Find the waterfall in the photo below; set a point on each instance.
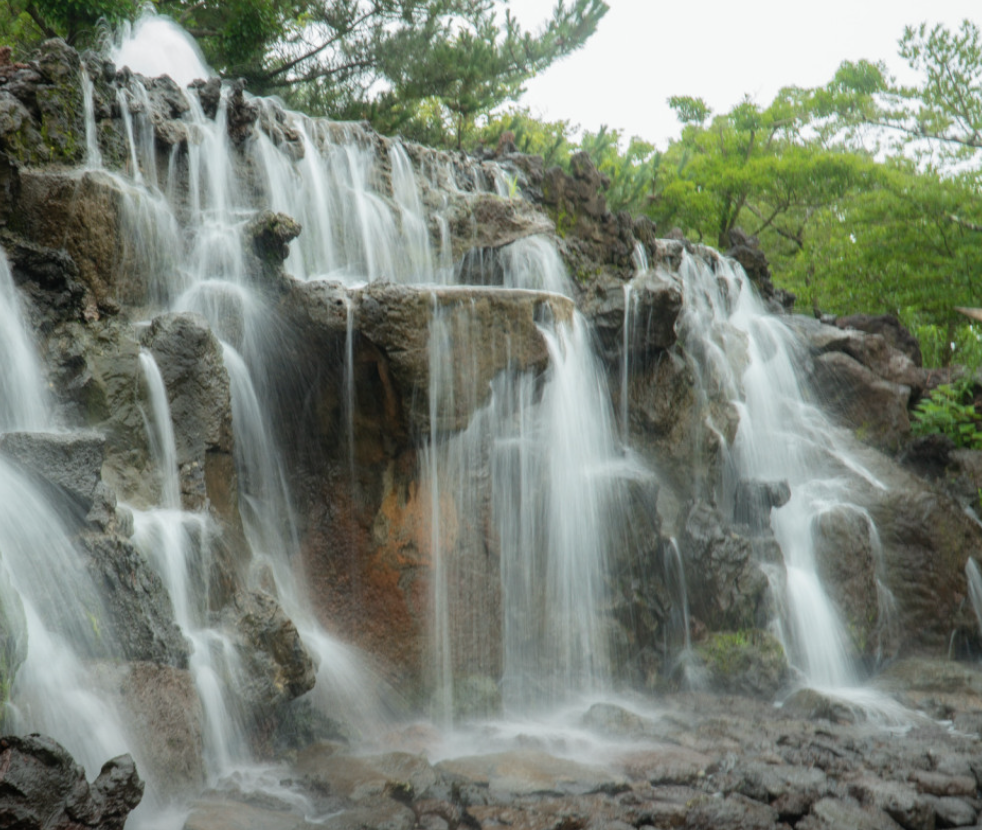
(974, 577)
(526, 501)
(49, 624)
(23, 397)
(748, 357)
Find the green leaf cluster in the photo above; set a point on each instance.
(950, 410)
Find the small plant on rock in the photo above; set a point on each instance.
(950, 410)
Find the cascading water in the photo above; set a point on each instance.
(50, 624)
(748, 356)
(537, 473)
(973, 575)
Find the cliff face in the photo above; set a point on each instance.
(354, 399)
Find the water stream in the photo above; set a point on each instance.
(541, 467)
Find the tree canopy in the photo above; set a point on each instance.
(426, 68)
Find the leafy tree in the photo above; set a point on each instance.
(25, 22)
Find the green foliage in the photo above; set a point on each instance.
(26, 23)
(429, 69)
(632, 172)
(550, 139)
(950, 410)
(946, 345)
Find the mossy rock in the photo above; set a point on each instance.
(749, 662)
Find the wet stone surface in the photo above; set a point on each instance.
(689, 760)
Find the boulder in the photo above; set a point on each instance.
(486, 222)
(744, 663)
(276, 666)
(889, 328)
(746, 250)
(753, 501)
(844, 540)
(42, 786)
(394, 323)
(526, 772)
(164, 717)
(192, 365)
(727, 588)
(97, 378)
(82, 213)
(875, 408)
(72, 463)
(655, 304)
(139, 619)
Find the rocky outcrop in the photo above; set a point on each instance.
(746, 250)
(655, 301)
(866, 382)
(80, 213)
(275, 665)
(138, 618)
(164, 716)
(192, 365)
(42, 786)
(727, 589)
(844, 551)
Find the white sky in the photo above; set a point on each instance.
(645, 51)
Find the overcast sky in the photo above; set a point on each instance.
(720, 50)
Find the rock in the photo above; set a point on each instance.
(953, 812)
(733, 812)
(42, 786)
(875, 408)
(666, 764)
(609, 719)
(656, 301)
(165, 718)
(889, 328)
(192, 365)
(832, 814)
(139, 620)
(97, 377)
(82, 213)
(753, 501)
(228, 814)
(812, 704)
(526, 772)
(276, 666)
(385, 814)
(745, 663)
(481, 224)
(925, 682)
(271, 234)
(843, 542)
(774, 783)
(394, 323)
(727, 589)
(49, 278)
(364, 778)
(209, 93)
(942, 785)
(72, 463)
(901, 803)
(746, 250)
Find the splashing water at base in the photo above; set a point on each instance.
(156, 45)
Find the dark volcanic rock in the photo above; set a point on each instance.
(875, 408)
(71, 462)
(41, 786)
(727, 589)
(276, 666)
(889, 328)
(753, 501)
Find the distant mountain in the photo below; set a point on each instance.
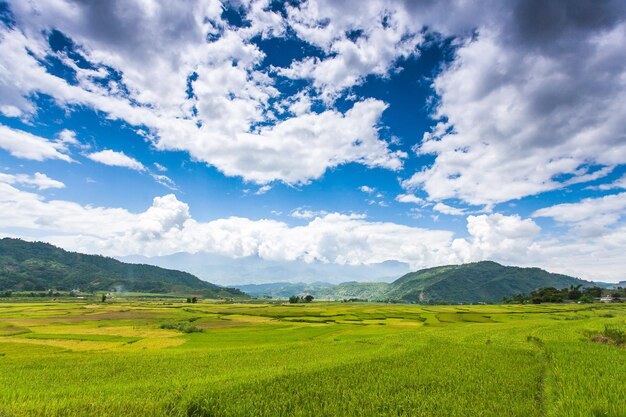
(283, 289)
(475, 282)
(469, 283)
(38, 266)
(255, 270)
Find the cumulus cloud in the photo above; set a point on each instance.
(37, 180)
(521, 113)
(167, 227)
(116, 159)
(446, 209)
(409, 198)
(24, 145)
(210, 99)
(601, 211)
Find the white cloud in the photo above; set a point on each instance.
(523, 113)
(449, 210)
(38, 180)
(167, 227)
(619, 183)
(116, 159)
(24, 145)
(165, 181)
(160, 167)
(68, 136)
(601, 211)
(218, 124)
(409, 198)
(301, 213)
(262, 190)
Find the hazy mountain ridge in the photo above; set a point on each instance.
(255, 270)
(484, 281)
(38, 266)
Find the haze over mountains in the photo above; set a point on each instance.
(224, 270)
(484, 281)
(37, 266)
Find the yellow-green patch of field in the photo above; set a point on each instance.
(150, 358)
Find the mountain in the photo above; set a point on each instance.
(283, 289)
(255, 270)
(469, 283)
(475, 282)
(38, 266)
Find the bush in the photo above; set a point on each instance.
(184, 327)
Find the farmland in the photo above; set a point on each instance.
(151, 358)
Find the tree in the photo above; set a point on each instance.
(574, 292)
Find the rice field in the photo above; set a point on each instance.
(155, 358)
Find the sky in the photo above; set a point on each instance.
(322, 132)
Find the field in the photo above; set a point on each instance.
(158, 358)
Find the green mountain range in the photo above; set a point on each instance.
(475, 282)
(38, 266)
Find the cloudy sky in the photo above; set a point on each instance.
(340, 132)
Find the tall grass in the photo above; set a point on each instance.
(323, 359)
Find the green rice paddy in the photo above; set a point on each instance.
(322, 359)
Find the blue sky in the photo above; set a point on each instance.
(320, 132)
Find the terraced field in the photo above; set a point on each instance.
(321, 359)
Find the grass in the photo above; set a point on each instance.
(135, 358)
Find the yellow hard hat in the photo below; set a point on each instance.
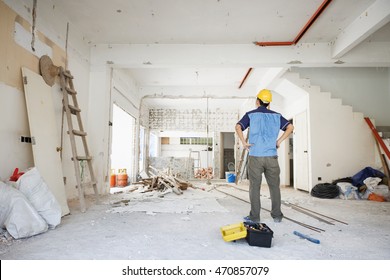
(265, 95)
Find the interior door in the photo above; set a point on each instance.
(44, 134)
(301, 157)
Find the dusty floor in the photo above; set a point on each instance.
(143, 226)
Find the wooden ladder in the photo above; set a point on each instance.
(67, 88)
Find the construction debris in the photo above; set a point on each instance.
(164, 182)
(204, 173)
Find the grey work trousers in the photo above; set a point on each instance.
(269, 166)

+++++

### Problem statement:
Give every line of the data above as a JSON list of strings, one string per line with blank lines omitted, starting at the line that contains "Find the terraced" and continuing through the final line of the data, both ends included. Leave the pictures out of the list.

### Response:
[
  "Find the terraced field in the photo above; set a point on each instance.",
  "(321, 359)",
  "Find the grass in the photo above; set a point on each instance.",
  "(135, 358)",
  "Find the yellow hard hat in the photo below; set a point on each instance.",
  "(265, 95)",
  "Find the interior door in the photo above; set a point on each instance.",
  "(44, 134)",
  "(301, 157)",
  "Find the dusty floor in the photo above; set a point on each instance.",
  "(143, 226)",
  "Find the wooden ladder in the photo above; set a point on each instance.",
  "(67, 88)",
  "Find the construction debris in the photo above; set a point on each instance.",
  "(164, 182)",
  "(204, 173)",
  "Find the grey work trousers in the photo above; set a point on each instance.",
  "(269, 166)"
]